WORK REQUIRED: Print out the entries, word for word.

Spatial localization data
* * * * * * * * *

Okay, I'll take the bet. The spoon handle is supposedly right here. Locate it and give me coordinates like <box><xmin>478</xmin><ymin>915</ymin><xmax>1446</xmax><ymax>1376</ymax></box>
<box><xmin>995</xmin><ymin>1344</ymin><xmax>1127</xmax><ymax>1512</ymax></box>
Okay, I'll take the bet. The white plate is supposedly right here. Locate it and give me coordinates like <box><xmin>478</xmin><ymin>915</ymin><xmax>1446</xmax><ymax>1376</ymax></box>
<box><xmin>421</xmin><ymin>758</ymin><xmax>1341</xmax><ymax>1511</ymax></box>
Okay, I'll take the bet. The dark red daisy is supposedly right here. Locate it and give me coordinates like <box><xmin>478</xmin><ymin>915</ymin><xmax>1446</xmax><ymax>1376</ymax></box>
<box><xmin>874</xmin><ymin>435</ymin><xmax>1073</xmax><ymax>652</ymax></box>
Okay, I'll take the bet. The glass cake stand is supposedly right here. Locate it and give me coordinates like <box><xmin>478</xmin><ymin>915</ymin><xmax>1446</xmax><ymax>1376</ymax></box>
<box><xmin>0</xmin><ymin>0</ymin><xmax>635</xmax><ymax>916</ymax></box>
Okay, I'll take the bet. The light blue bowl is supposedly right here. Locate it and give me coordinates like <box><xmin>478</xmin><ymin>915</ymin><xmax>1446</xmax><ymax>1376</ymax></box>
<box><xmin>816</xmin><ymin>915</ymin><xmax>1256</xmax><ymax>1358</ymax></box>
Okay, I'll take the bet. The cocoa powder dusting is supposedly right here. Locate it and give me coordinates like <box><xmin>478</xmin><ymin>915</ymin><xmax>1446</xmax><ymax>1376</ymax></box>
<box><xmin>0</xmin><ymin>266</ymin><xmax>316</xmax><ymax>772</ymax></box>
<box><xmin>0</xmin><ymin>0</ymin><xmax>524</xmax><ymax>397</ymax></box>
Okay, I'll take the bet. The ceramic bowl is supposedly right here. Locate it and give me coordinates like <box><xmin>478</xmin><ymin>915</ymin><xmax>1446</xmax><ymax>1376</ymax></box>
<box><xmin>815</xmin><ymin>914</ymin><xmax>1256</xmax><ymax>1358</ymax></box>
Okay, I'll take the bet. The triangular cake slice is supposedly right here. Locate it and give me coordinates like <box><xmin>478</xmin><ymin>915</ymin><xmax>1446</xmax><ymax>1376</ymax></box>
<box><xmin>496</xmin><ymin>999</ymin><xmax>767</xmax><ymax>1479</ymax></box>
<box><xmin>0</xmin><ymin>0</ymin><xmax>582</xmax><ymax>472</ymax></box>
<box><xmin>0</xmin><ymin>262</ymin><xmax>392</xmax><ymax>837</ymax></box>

* * * * * * * * *

REPLY TO THE EXERCISE:
Okay, I'll take the bet. The spoon handle is supposedly right here. Locate it and give me coordinates like <box><xmin>478</xmin><ymin>915</ymin><xmax>1446</xmax><ymax>1376</ymax></box>
<box><xmin>995</xmin><ymin>1344</ymin><xmax>1127</xmax><ymax>1512</ymax></box>
Okay, I'll take the bet. The white plate is supposedly right here. Locate it and give me coordinates like <box><xmin>478</xmin><ymin>915</ymin><xmax>1446</xmax><ymax>1376</ymax></box>
<box><xmin>421</xmin><ymin>758</ymin><xmax>1341</xmax><ymax>1511</ymax></box>
Okay, I'll take the bet. The dark red daisy is supposedly right here. Locate it and give me coordinates like <box><xmin>478</xmin><ymin>915</ymin><xmax>1446</xmax><ymax>1376</ymax></box>
<box><xmin>874</xmin><ymin>435</ymin><xmax>1073</xmax><ymax>652</ymax></box>
Okay, I'll take the bet. The glass cake stand is supposedly right here. Locate it and give me coordinates like <box><xmin>478</xmin><ymin>915</ymin><xmax>1446</xmax><ymax>1376</ymax></box>
<box><xmin>0</xmin><ymin>0</ymin><xmax>635</xmax><ymax>916</ymax></box>
Okay, I'll take the bet. The light blue bowl is supposedly right here. Locate it and give me coordinates like <box><xmin>478</xmin><ymin>915</ymin><xmax>1446</xmax><ymax>1376</ymax></box>
<box><xmin>816</xmin><ymin>915</ymin><xmax>1256</xmax><ymax>1358</ymax></box>
Okay, I'll take the bet. The cocoa powder dusting is supposedly right here. Locate it and give me coordinates like <box><xmin>478</xmin><ymin>915</ymin><xmax>1446</xmax><ymax>1376</ymax></box>
<box><xmin>0</xmin><ymin>266</ymin><xmax>316</xmax><ymax>772</ymax></box>
<box><xmin>0</xmin><ymin>0</ymin><xmax>524</xmax><ymax>397</ymax></box>
Okay, I'll take the bet. The ceramic bowl is supposedly right here. Locate it and give me coordinates like <box><xmin>478</xmin><ymin>915</ymin><xmax>1446</xmax><ymax>1376</ymax></box>
<box><xmin>815</xmin><ymin>914</ymin><xmax>1256</xmax><ymax>1358</ymax></box>
Okay, I'll take the bet. The triangular cake slice is supposedly right here. Locate it and give me coordinates like <box><xmin>478</xmin><ymin>915</ymin><xmax>1446</xmax><ymax>1376</ymax></box>
<box><xmin>496</xmin><ymin>999</ymin><xmax>767</xmax><ymax>1479</ymax></box>
<box><xmin>0</xmin><ymin>0</ymin><xmax>582</xmax><ymax>472</ymax></box>
<box><xmin>0</xmin><ymin>262</ymin><xmax>392</xmax><ymax>837</ymax></box>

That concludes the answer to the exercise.